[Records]
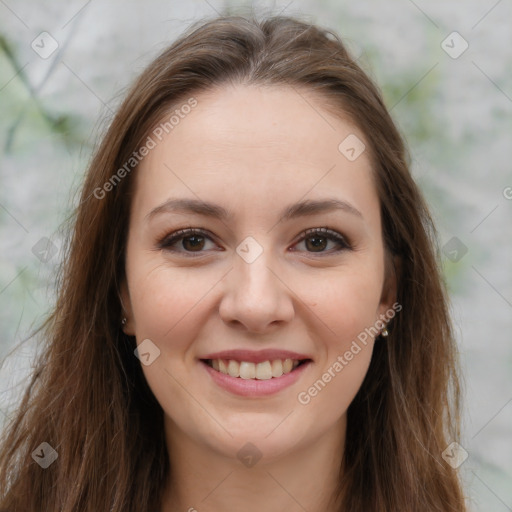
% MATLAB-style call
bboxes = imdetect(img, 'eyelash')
[157,227,352,258]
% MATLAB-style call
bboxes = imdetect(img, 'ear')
[379,253,401,315]
[119,278,135,336]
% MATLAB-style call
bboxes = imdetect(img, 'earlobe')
[380,255,400,313]
[119,279,135,336]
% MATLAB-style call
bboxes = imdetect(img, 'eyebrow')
[146,198,364,222]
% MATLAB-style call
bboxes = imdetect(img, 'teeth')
[240,361,256,379]
[256,361,272,380]
[210,359,300,380]
[228,359,240,377]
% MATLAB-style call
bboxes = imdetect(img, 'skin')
[122,85,396,512]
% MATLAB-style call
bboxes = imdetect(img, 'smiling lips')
[201,349,310,380]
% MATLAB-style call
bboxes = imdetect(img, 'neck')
[162,418,346,512]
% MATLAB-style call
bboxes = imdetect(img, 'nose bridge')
[220,237,293,331]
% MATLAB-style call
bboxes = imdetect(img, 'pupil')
[183,235,204,249]
[306,237,326,249]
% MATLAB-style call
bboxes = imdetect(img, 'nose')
[219,250,295,334]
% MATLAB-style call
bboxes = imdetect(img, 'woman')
[0,17,465,512]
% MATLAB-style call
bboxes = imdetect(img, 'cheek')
[296,268,382,344]
[131,265,218,343]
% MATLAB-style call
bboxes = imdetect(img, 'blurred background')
[0,0,512,512]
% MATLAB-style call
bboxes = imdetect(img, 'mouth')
[200,358,311,380]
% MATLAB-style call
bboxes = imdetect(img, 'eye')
[158,228,352,257]
[158,228,219,253]
[294,228,352,254]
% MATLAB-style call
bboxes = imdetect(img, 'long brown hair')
[0,16,465,512]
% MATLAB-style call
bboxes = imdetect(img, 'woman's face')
[122,85,395,457]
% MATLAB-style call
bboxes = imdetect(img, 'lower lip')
[201,361,311,397]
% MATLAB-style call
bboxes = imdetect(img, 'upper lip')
[200,348,311,363]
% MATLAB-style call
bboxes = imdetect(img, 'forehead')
[133,85,378,226]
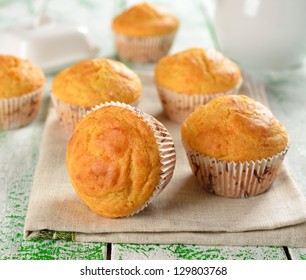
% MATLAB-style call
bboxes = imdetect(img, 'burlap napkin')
[25,75,306,247]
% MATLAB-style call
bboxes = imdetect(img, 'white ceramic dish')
[0,16,98,73]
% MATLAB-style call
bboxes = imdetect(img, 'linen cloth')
[24,75,306,247]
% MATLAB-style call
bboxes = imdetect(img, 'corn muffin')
[0,55,45,130]
[66,102,175,218]
[154,48,242,123]
[112,3,179,63]
[51,58,142,132]
[181,95,289,197]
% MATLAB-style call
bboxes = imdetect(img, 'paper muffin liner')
[0,87,44,130]
[156,79,243,123]
[183,143,289,198]
[87,102,176,217]
[114,31,176,63]
[51,93,141,132]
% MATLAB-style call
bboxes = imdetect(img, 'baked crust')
[181,95,288,162]
[155,48,241,94]
[52,58,142,108]
[66,106,161,218]
[112,3,179,37]
[0,55,45,98]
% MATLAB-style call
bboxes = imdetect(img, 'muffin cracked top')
[66,106,161,218]
[112,3,179,37]
[0,55,45,98]
[52,58,142,108]
[181,95,288,162]
[155,48,241,94]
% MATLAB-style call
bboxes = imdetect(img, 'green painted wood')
[111,244,287,260]
[0,0,306,260]
[288,248,306,261]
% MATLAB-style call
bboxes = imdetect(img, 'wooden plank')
[288,248,306,261]
[111,244,287,260]
[267,72,306,260]
[0,98,106,259]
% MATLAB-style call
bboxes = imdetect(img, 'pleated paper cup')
[0,88,44,130]
[87,102,176,217]
[51,93,140,133]
[184,144,289,198]
[114,31,176,63]
[156,79,242,123]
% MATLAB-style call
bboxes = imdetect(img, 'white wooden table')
[0,0,306,260]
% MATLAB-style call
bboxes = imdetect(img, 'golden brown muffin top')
[66,106,161,218]
[112,3,179,37]
[155,48,241,94]
[52,58,142,108]
[181,95,288,162]
[0,55,45,98]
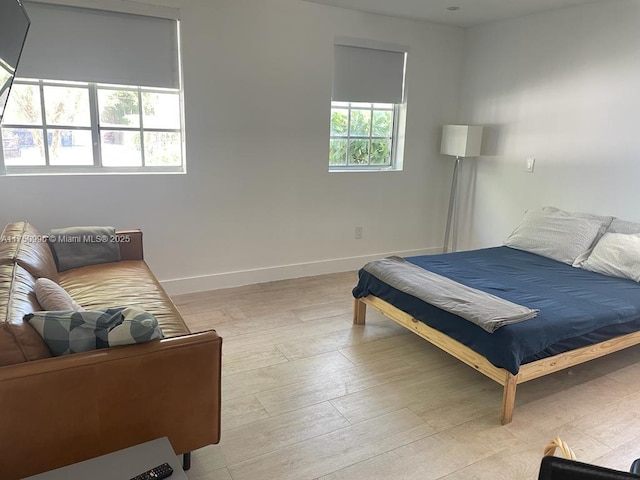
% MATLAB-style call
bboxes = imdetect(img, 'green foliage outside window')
[329,104,393,166]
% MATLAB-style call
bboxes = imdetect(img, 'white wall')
[0,0,464,292]
[459,0,640,248]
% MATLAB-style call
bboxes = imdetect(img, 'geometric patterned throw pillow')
[24,307,164,356]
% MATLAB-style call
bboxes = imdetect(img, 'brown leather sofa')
[0,222,222,480]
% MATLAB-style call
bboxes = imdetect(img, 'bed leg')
[500,373,518,425]
[353,298,367,325]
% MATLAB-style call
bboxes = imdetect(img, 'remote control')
[131,463,173,480]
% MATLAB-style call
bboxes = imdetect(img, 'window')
[2,79,182,172]
[0,2,184,174]
[329,45,406,171]
[329,102,396,167]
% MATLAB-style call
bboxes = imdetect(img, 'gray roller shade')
[331,45,406,103]
[18,2,179,88]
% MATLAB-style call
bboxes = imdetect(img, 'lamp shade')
[440,125,482,157]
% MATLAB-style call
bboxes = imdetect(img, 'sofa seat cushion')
[0,222,58,282]
[0,264,51,366]
[25,307,163,356]
[59,260,190,337]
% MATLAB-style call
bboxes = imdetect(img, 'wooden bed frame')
[353,295,640,425]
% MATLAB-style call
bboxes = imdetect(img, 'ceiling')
[306,0,606,27]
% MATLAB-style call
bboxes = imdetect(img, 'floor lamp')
[440,125,482,253]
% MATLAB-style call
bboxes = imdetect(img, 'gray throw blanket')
[48,227,120,272]
[363,257,539,333]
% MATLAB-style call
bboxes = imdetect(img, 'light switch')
[526,157,536,173]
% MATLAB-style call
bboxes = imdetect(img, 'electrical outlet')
[525,157,536,173]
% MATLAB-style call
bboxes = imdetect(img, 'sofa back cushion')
[0,263,51,366]
[0,222,58,282]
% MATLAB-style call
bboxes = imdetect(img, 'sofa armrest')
[0,331,222,479]
[116,230,144,260]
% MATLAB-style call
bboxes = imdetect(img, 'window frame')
[0,78,186,175]
[329,101,402,172]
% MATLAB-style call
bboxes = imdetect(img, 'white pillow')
[35,278,84,312]
[504,209,602,265]
[580,233,640,282]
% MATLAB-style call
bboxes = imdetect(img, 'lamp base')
[442,156,462,253]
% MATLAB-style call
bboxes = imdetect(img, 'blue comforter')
[353,247,640,374]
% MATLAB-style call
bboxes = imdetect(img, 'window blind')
[17,2,179,88]
[331,45,406,103]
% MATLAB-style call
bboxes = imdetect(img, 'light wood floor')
[174,273,640,480]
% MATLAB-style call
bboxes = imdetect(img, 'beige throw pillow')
[35,278,84,312]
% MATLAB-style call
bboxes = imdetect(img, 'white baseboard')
[160,247,442,295]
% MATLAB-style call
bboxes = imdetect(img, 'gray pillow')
[504,208,606,266]
[35,278,84,312]
[24,307,163,356]
[607,218,640,235]
[580,232,640,282]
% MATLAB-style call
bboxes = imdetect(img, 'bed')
[353,208,640,424]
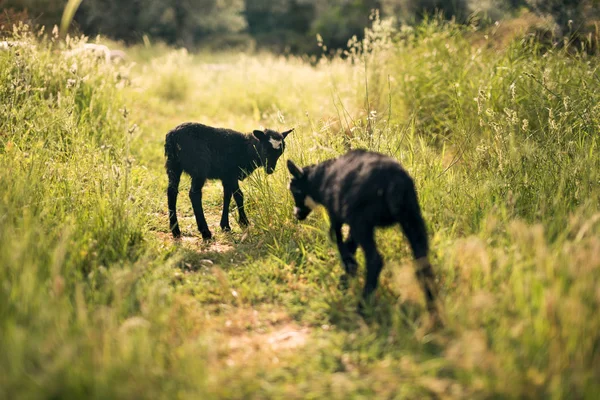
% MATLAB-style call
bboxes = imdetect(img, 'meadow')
[0,20,600,399]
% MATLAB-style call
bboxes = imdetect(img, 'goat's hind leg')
[221,181,235,232]
[190,177,212,240]
[330,223,358,290]
[233,181,250,226]
[167,160,183,238]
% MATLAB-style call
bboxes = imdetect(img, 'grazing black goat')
[165,123,293,240]
[287,150,437,316]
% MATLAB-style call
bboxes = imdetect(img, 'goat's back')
[317,150,414,226]
[165,122,249,179]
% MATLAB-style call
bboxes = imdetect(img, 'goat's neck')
[246,135,262,171]
[306,164,326,204]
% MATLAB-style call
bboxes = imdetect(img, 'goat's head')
[252,129,294,174]
[288,160,317,221]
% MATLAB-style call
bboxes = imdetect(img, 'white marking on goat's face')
[269,138,281,150]
[304,196,318,210]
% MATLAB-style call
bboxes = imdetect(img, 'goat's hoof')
[240,218,250,226]
[338,274,350,290]
[342,257,358,276]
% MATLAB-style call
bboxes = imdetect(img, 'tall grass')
[0,16,600,398]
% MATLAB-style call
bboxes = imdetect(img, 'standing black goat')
[165,123,293,240]
[288,150,437,317]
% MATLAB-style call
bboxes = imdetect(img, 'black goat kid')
[288,150,437,317]
[165,123,293,240]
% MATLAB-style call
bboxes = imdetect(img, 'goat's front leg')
[190,178,212,240]
[233,181,250,226]
[221,181,235,232]
[329,222,358,289]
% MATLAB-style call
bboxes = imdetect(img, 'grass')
[0,17,600,399]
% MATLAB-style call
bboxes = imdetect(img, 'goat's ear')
[281,128,294,139]
[288,160,304,179]
[252,130,267,140]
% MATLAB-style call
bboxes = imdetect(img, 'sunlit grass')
[0,14,600,399]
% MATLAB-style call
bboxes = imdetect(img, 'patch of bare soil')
[213,309,310,367]
[156,232,233,253]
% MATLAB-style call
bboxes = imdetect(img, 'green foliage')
[78,0,246,47]
[0,16,600,398]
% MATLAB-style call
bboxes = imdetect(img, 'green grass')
[0,17,600,399]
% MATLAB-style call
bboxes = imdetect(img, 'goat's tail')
[389,177,439,318]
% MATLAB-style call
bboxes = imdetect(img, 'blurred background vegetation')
[0,0,599,54]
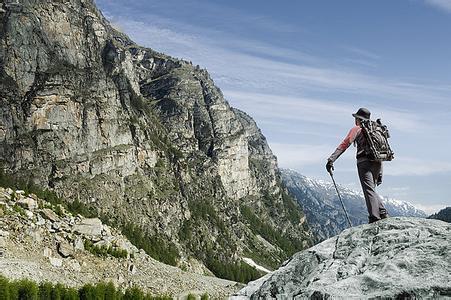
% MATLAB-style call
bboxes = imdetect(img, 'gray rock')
[67,259,81,272]
[40,208,60,222]
[0,0,311,270]
[17,197,38,210]
[43,247,52,258]
[73,218,103,236]
[25,209,34,220]
[49,257,63,268]
[74,236,85,250]
[232,217,451,299]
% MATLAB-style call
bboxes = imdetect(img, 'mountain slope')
[232,217,451,299]
[282,169,426,241]
[0,186,242,299]
[0,0,311,279]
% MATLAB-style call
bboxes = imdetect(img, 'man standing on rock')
[326,108,387,223]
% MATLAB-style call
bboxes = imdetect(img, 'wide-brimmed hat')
[352,107,371,120]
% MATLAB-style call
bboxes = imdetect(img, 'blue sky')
[96,0,451,213]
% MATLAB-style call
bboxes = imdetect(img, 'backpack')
[360,119,395,161]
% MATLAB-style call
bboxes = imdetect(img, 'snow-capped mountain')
[282,169,427,242]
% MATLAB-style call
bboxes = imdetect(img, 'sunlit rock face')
[0,0,311,270]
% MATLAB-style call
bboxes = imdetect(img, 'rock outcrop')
[0,0,311,271]
[282,169,426,242]
[0,187,242,299]
[233,217,451,299]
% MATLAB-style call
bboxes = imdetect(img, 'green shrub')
[122,223,180,266]
[84,240,128,258]
[15,279,39,300]
[0,275,10,299]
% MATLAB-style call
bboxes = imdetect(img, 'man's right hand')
[326,160,334,175]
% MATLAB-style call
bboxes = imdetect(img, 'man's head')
[352,107,371,123]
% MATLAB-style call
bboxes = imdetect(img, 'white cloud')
[269,143,330,169]
[103,15,451,106]
[425,0,451,13]
[223,90,427,132]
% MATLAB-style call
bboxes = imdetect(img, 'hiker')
[326,108,387,223]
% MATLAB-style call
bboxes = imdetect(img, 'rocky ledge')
[0,187,242,299]
[232,217,451,299]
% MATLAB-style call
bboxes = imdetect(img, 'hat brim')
[352,114,369,121]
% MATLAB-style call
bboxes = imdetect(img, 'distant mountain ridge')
[282,169,427,241]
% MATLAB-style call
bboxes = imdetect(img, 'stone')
[29,230,43,243]
[128,264,138,275]
[25,209,34,220]
[73,218,103,236]
[57,241,74,258]
[102,225,111,236]
[44,247,52,257]
[235,217,451,299]
[40,208,60,222]
[36,215,45,226]
[74,236,85,251]
[17,197,38,210]
[49,257,63,268]
[67,259,81,272]
[0,0,311,272]
[94,240,111,248]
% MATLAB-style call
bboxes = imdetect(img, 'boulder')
[235,217,451,299]
[74,218,103,236]
[17,197,38,210]
[57,241,74,258]
[49,257,63,268]
[74,237,85,250]
[44,247,52,257]
[40,208,60,222]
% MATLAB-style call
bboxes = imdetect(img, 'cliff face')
[0,0,311,271]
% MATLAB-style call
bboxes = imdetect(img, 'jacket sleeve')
[327,126,362,162]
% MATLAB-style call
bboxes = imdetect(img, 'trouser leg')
[357,161,387,223]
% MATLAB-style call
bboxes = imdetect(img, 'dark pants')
[357,160,387,223]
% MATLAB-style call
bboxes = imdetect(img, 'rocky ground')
[0,187,242,299]
[232,217,451,299]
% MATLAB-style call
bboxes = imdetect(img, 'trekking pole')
[329,171,352,227]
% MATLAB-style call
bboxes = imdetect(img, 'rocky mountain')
[428,207,451,223]
[232,217,451,299]
[0,187,242,298]
[0,0,312,279]
[282,169,426,241]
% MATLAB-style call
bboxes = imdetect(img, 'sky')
[96,0,451,213]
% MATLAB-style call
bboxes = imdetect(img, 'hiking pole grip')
[329,170,352,227]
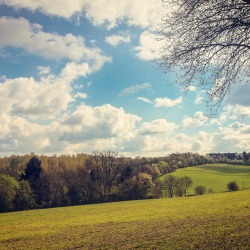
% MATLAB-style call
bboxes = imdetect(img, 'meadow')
[0,190,250,250]
[166,164,250,194]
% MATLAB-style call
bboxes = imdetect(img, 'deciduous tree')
[159,0,250,115]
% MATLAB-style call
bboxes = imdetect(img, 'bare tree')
[91,151,123,200]
[159,0,250,115]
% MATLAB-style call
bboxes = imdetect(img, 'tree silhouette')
[159,0,250,116]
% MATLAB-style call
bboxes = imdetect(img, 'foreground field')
[167,164,250,194]
[0,190,250,249]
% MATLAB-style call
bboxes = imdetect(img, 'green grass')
[0,190,250,250]
[163,164,250,194]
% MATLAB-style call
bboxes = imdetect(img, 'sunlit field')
[164,164,250,194]
[0,190,250,249]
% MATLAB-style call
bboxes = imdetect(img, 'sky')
[0,0,250,157]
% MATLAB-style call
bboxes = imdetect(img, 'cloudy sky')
[0,0,250,156]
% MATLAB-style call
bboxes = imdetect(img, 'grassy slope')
[164,164,250,194]
[0,190,250,249]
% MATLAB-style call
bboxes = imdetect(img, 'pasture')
[0,190,250,250]
[166,164,250,194]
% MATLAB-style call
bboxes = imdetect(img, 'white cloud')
[194,95,203,104]
[137,96,182,108]
[0,62,92,120]
[181,85,196,92]
[134,31,163,61]
[154,96,182,108]
[210,113,230,126]
[81,0,164,28]
[0,0,165,28]
[181,111,208,128]
[138,119,177,135]
[226,104,250,119]
[105,35,130,46]
[0,0,84,18]
[0,17,111,67]
[137,97,152,104]
[119,83,152,95]
[60,104,140,143]
[37,66,51,76]
[0,17,84,60]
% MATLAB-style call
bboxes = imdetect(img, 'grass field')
[0,190,250,250]
[164,164,250,194]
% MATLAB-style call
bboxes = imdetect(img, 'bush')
[208,188,214,194]
[194,186,206,195]
[227,181,239,191]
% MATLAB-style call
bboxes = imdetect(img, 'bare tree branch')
[159,0,250,115]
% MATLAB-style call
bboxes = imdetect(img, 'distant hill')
[166,164,250,194]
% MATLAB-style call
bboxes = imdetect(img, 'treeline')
[0,151,207,211]
[0,151,247,212]
[207,151,250,165]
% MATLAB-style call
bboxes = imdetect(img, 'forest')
[0,151,249,212]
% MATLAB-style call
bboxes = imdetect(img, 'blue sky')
[0,0,250,156]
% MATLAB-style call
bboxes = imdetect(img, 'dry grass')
[0,191,250,249]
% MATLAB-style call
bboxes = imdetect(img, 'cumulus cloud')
[181,111,208,128]
[138,119,177,135]
[0,0,84,18]
[105,35,130,46]
[225,86,250,107]
[154,96,182,108]
[0,62,92,120]
[226,104,250,119]
[60,104,140,143]
[194,95,203,104]
[0,0,164,28]
[119,83,152,95]
[137,96,182,108]
[137,97,152,104]
[134,31,163,61]
[0,17,111,67]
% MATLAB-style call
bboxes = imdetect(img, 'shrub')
[194,186,206,195]
[227,181,239,191]
[208,188,214,194]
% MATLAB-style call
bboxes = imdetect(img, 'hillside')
[0,190,250,249]
[164,164,250,194]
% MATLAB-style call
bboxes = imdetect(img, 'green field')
[0,190,250,250]
[164,164,250,194]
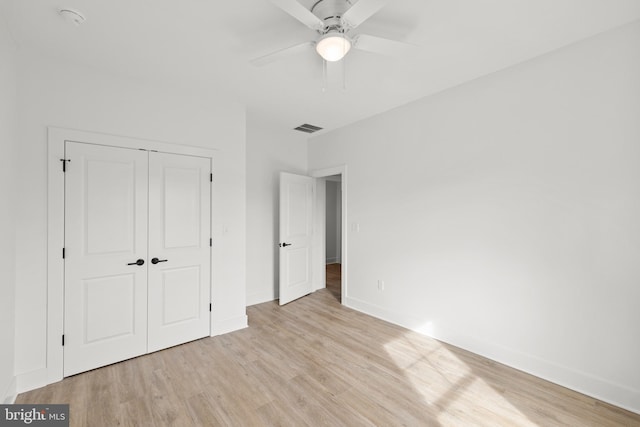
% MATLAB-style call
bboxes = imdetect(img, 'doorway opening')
[310,165,349,305]
[323,175,342,302]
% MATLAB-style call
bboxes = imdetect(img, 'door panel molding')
[47,127,218,388]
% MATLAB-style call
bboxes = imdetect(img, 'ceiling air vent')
[294,123,322,133]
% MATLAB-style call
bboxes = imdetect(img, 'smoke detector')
[58,9,87,26]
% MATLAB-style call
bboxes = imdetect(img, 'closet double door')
[64,142,211,376]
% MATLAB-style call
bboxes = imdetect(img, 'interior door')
[279,172,313,305]
[64,142,148,376]
[148,152,211,352]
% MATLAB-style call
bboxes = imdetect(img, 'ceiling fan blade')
[250,42,314,67]
[271,0,324,30]
[342,0,389,28]
[353,34,418,56]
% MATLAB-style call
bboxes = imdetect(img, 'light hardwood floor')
[16,266,640,426]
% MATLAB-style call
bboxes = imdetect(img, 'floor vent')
[294,123,322,133]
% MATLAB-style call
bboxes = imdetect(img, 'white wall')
[325,180,342,264]
[246,112,307,305]
[14,51,246,391]
[309,22,640,412]
[0,10,17,403]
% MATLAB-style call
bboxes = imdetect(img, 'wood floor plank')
[16,264,640,427]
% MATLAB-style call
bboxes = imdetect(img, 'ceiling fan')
[251,0,415,66]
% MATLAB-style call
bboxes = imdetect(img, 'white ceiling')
[5,0,640,134]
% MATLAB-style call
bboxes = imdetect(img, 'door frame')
[47,127,217,384]
[309,164,349,305]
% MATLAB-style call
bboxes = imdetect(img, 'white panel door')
[279,172,313,305]
[148,152,211,352]
[64,142,148,376]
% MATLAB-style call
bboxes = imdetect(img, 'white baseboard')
[2,377,18,405]
[16,368,49,393]
[247,290,278,307]
[211,314,249,337]
[343,297,640,414]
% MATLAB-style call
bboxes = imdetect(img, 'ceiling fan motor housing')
[311,0,355,34]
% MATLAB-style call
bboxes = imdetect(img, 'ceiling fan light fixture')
[316,32,351,62]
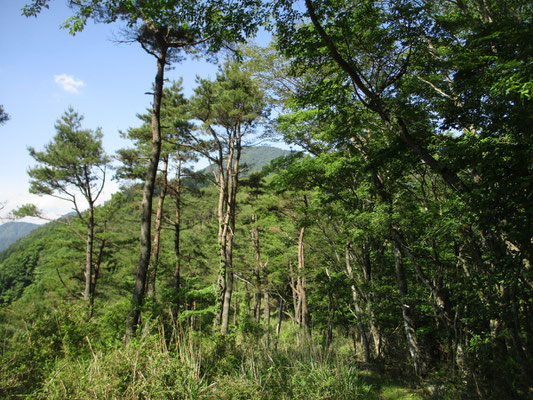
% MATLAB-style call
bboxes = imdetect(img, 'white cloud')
[54,74,85,94]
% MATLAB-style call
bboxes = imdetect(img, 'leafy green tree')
[0,104,9,125]
[23,0,262,337]
[190,61,266,333]
[21,108,109,307]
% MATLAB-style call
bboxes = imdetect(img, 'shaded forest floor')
[0,304,456,400]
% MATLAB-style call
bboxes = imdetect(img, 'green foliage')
[0,222,38,252]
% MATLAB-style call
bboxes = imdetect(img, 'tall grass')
[6,316,424,400]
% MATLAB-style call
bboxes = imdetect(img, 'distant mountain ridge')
[0,222,39,251]
[185,146,291,188]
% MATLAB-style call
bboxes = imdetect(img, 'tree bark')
[297,226,309,329]
[126,44,168,340]
[146,155,168,298]
[172,158,181,321]
[220,133,241,334]
[392,240,427,375]
[83,203,94,304]
[346,245,370,363]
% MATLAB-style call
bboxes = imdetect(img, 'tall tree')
[190,61,266,333]
[0,104,9,125]
[23,0,262,337]
[23,108,109,307]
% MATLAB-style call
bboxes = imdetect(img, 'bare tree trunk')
[262,262,270,333]
[220,137,241,334]
[172,158,181,321]
[146,155,168,298]
[276,296,284,341]
[297,226,309,329]
[83,203,94,306]
[346,244,370,363]
[392,240,427,375]
[126,44,168,340]
[289,261,301,326]
[250,214,261,323]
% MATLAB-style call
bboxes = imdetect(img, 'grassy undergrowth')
[0,304,432,400]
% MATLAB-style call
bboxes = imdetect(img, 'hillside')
[0,222,39,252]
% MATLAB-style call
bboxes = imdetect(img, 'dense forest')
[0,0,533,399]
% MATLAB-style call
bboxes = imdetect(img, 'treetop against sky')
[0,0,266,222]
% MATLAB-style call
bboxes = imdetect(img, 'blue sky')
[0,0,264,223]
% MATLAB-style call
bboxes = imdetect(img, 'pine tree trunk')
[126,45,168,340]
[297,226,309,329]
[250,219,261,323]
[172,159,181,321]
[83,202,94,317]
[392,240,427,375]
[220,138,241,334]
[146,155,168,298]
[345,245,370,363]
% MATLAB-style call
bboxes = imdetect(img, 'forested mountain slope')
[0,222,39,252]
[4,0,533,400]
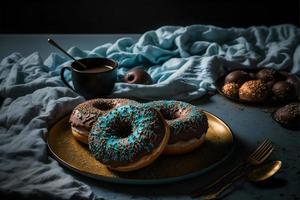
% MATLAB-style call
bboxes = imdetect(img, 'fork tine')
[249,139,269,158]
[255,142,273,159]
[257,146,274,162]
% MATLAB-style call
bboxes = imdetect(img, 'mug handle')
[60,66,75,91]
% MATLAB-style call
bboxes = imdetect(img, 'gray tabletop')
[0,34,300,199]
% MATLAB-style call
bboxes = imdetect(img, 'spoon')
[48,38,88,69]
[247,160,282,182]
[204,160,282,200]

# What you need to do
Write out the material line for line, from its start down through the line containing "[119,279,135,336]", leaving the pictures out of your answer.

# Problem solution
% MATLAB-style call
bboxes = imdetect(img, 'eyelash')
[157,227,352,258]
% MATLAB-style call
bboxes = imdetect(img, 'ear')
[379,253,401,315]
[119,278,135,336]
% MATLAB-style call
bboxes = imdetect(img, 'earlobe')
[380,255,400,313]
[119,279,135,336]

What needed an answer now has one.